Segment Start: Given entries
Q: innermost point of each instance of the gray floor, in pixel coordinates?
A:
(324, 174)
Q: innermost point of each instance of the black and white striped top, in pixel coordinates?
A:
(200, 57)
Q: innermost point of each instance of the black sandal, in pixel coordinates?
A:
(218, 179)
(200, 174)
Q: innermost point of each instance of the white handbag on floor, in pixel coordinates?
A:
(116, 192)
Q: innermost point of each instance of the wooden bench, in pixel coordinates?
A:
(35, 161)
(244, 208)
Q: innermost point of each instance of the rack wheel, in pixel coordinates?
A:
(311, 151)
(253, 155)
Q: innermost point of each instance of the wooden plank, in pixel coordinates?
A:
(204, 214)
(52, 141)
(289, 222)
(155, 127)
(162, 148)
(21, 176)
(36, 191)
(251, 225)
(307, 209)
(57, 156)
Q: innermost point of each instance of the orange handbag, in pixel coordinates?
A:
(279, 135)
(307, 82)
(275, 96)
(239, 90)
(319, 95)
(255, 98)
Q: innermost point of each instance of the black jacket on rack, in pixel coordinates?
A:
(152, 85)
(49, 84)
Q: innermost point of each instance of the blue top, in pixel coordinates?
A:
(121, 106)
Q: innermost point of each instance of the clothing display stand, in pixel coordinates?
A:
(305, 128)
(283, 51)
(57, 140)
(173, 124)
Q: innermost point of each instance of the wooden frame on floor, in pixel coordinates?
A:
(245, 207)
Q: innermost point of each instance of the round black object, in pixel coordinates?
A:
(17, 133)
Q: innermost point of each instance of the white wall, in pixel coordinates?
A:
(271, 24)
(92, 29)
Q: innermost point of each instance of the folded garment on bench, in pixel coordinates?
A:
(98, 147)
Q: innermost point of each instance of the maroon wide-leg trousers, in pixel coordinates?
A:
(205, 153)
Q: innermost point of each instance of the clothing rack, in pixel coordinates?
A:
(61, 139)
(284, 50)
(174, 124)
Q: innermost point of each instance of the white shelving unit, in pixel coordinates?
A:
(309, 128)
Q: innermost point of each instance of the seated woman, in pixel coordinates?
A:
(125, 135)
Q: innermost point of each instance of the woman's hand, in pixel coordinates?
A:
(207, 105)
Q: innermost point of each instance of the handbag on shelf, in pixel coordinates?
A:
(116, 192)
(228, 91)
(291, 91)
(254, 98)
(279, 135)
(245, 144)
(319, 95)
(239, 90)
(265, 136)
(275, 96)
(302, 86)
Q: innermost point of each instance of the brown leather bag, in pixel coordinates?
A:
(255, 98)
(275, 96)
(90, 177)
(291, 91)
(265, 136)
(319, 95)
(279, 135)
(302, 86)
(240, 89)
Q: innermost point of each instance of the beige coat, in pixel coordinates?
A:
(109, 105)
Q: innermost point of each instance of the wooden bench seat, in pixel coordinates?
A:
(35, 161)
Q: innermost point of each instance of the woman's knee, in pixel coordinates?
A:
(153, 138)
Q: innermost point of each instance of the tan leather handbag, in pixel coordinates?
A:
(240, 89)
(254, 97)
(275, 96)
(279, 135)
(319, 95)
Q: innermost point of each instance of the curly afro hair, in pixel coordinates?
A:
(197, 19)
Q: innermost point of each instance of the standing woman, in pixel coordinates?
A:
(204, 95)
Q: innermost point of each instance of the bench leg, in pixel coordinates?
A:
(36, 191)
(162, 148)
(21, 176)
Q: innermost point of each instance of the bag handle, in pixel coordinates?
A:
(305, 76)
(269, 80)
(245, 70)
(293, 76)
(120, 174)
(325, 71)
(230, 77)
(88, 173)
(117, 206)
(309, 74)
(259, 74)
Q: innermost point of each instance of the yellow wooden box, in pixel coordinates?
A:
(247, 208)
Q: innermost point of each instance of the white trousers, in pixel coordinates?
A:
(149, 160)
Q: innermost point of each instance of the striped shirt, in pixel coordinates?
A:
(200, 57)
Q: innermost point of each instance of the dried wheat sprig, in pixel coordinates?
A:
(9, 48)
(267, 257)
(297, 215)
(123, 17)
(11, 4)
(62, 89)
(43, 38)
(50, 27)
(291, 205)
Segment End: Given entries
→ Task description: Each line from the top of the records through the one with "Q: innermost point of each instance of the clothing display" should be returned exactly. Leave out everything else.

→ Problem solution:
Q: innermost point of each instance of the gray floor, in pixel coordinates?
A:
(324, 174)
Q: innermost point of each instance of the black and white striped top, in pixel coordinates?
A:
(200, 57)
Q: innermost point of each instance of the black sandal, in pixel coordinates?
A:
(218, 179)
(200, 174)
Q: innermost point of each instance of the white handbag on floor, in pixel coordinates?
A:
(116, 192)
Q: innermost point of each instance of the wooden bench, in pixel coordinates?
A:
(35, 161)
(244, 208)
Q: innermost point of each instance of the rack wheel, in pixel coordinates?
A:
(311, 151)
(253, 155)
Q: innermost point of each instance of the wooden plank, in pixel coordinates?
A:
(204, 214)
(52, 141)
(289, 222)
(155, 127)
(162, 148)
(21, 176)
(36, 191)
(251, 225)
(307, 209)
(57, 156)
Q: innermost point of each instance of the orange handbag, in pixel coordinates?
A:
(279, 135)
(307, 82)
(275, 96)
(239, 90)
(319, 95)
(255, 98)
Q: innermost point of each instance of the black jacket on rack, in pixel coordinates?
A:
(152, 85)
(49, 84)
Q: innermost point of each instance of the blue top, in pixel coordinates?
A:
(121, 106)
Q: innermost point of each instance of the clothing display stand, in pixel coordinates?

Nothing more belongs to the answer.